[WHAT IS NEEDED]: Because only the text is wanted, repeat the records below exactly and omit the pictures.

-------- DATA TO PROCESS --------

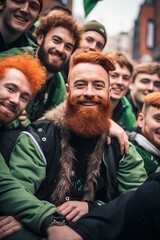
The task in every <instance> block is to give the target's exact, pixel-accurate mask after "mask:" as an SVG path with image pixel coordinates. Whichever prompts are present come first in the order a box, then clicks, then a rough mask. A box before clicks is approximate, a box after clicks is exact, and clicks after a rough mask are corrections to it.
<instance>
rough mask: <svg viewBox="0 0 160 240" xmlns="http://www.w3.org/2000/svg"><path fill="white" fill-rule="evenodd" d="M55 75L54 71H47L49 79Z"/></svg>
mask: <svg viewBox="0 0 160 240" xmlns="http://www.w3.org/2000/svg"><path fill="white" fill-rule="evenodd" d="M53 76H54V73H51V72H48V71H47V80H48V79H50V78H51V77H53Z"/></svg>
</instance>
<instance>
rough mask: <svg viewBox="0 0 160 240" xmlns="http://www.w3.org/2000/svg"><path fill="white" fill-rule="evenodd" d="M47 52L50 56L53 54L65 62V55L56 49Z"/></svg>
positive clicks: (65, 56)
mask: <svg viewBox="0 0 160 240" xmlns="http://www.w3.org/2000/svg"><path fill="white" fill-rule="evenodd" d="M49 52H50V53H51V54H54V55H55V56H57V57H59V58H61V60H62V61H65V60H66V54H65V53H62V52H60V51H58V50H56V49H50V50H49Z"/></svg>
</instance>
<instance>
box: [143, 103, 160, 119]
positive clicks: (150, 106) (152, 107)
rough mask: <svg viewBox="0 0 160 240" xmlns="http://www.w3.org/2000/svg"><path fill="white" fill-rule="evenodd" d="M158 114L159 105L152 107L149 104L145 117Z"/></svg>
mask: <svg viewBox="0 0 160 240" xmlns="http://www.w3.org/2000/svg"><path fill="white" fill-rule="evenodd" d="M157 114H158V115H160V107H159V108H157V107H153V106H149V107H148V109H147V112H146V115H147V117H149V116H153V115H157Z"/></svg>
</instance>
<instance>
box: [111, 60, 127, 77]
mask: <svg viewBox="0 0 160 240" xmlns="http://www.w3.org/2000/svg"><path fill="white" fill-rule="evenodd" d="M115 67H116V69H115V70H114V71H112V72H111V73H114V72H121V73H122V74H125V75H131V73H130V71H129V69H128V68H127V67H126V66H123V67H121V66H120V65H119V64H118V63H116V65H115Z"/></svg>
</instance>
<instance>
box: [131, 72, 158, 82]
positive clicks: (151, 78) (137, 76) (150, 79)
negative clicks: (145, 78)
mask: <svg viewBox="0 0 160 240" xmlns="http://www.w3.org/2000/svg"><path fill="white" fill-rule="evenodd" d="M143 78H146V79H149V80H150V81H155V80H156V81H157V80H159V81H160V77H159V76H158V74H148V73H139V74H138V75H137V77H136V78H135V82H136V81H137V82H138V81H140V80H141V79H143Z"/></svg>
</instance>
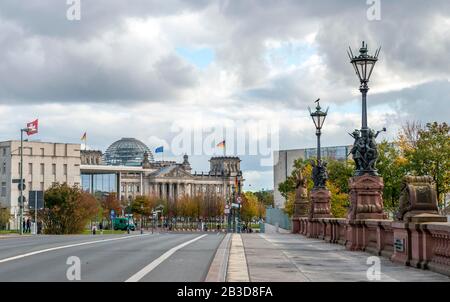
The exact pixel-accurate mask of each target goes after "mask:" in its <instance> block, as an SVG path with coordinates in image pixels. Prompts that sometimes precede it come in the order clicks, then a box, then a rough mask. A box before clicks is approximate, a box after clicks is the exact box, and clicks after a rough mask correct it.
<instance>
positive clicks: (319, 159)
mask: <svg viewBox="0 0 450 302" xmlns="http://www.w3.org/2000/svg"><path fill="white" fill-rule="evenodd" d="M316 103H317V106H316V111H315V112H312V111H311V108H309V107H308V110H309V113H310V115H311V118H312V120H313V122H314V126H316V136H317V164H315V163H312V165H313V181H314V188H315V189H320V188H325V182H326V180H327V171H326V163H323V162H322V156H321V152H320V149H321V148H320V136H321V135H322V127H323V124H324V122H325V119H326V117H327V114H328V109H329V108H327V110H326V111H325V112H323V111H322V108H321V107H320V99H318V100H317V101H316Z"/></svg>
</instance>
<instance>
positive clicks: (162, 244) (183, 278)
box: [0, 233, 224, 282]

--------

[WRITTEN REPLY]:
The task in every <instance> block is to give the target's exact, pixel-accurate mask after "mask:" as an SVG path with image pixel coordinates. Whichever prompts are present come first in the order a box, then clicks, then a rough mask. A box before clicks is approximate, a box after clicks is exact, and clicks after a rough mask are corrections to it.
<instance>
rough mask: <svg viewBox="0 0 160 240" xmlns="http://www.w3.org/2000/svg"><path fill="white" fill-rule="evenodd" d="M55 75L54 71H47L49 79Z"/></svg>
mask: <svg viewBox="0 0 160 240" xmlns="http://www.w3.org/2000/svg"><path fill="white" fill-rule="evenodd" d="M53 76H54V73H51V72H48V71H47V80H48V79H50V78H51V77H53Z"/></svg>
</instance>
<instance>
rough mask: <svg viewBox="0 0 160 240" xmlns="http://www.w3.org/2000/svg"><path fill="white" fill-rule="evenodd" d="M47 52L50 56L53 54L65 62V55L56 49Z"/></svg>
positive clicks: (65, 56)
mask: <svg viewBox="0 0 160 240" xmlns="http://www.w3.org/2000/svg"><path fill="white" fill-rule="evenodd" d="M49 52H50V53H51V54H54V55H55V56H57V57H59V58H61V60H62V61H65V60H66V54H65V53H62V52H60V51H58V50H56V49H50V50H49Z"/></svg>
</instance>
<instance>
box: [143, 103, 160, 119]
positive clicks: (150, 106) (152, 107)
rough mask: <svg viewBox="0 0 160 240" xmlns="http://www.w3.org/2000/svg"><path fill="white" fill-rule="evenodd" d="M158 114L159 105L152 107L149 104L145 117Z"/></svg>
mask: <svg viewBox="0 0 160 240" xmlns="http://www.w3.org/2000/svg"><path fill="white" fill-rule="evenodd" d="M157 114H158V115H160V107H159V108H157V107H153V106H149V107H148V109H147V112H146V115H147V117H149V116H153V115H157Z"/></svg>
</instance>
<instance>
box: [111, 60, 127, 77]
mask: <svg viewBox="0 0 160 240" xmlns="http://www.w3.org/2000/svg"><path fill="white" fill-rule="evenodd" d="M115 67H116V69H115V70H114V71H112V72H111V73H114V72H121V73H122V74H125V75H131V73H130V71H129V69H128V68H127V67H126V66H123V67H121V66H120V65H119V64H118V63H116V65H115Z"/></svg>
</instance>
<instance>
box: [131, 72, 158, 82]
positive clicks: (151, 78) (137, 76) (150, 79)
negative clicks: (145, 78)
mask: <svg viewBox="0 0 160 240" xmlns="http://www.w3.org/2000/svg"><path fill="white" fill-rule="evenodd" d="M143 78H146V79H149V80H150V81H155V80H156V81H157V80H159V81H160V77H159V76H158V74H148V73H139V74H138V75H137V77H136V78H135V82H136V81H137V82H138V81H140V80H141V79H143Z"/></svg>
</instance>
The exact pixel-accurate mask of each target goes after "mask:" in its <instance> block, as an SVG path with coordinates in image pixels. Prompts that sometimes precede it come in the order clicks, then a box, then a rough mask. A box before clicks is approximate, a box after clicks is the exact box, and clicks after a rough mask correct it.
<instance>
positive clicks: (319, 159)
mask: <svg viewBox="0 0 450 302" xmlns="http://www.w3.org/2000/svg"><path fill="white" fill-rule="evenodd" d="M316 103H317V106H316V111H315V112H312V111H311V108H309V107H308V110H309V113H310V115H311V118H312V120H313V122H314V126H316V136H317V164H315V163H312V165H313V181H314V188H315V189H320V188H325V182H326V180H327V171H326V163H323V162H322V156H321V152H320V149H321V148H320V136H321V135H322V127H323V124H324V122H325V119H326V117H327V114H328V109H329V108H327V110H326V111H325V112H323V111H322V108H321V107H320V99H318V100H317V101H316Z"/></svg>
</instance>
<instance>
positive clicks: (162, 244) (183, 278)
box: [0, 233, 224, 282]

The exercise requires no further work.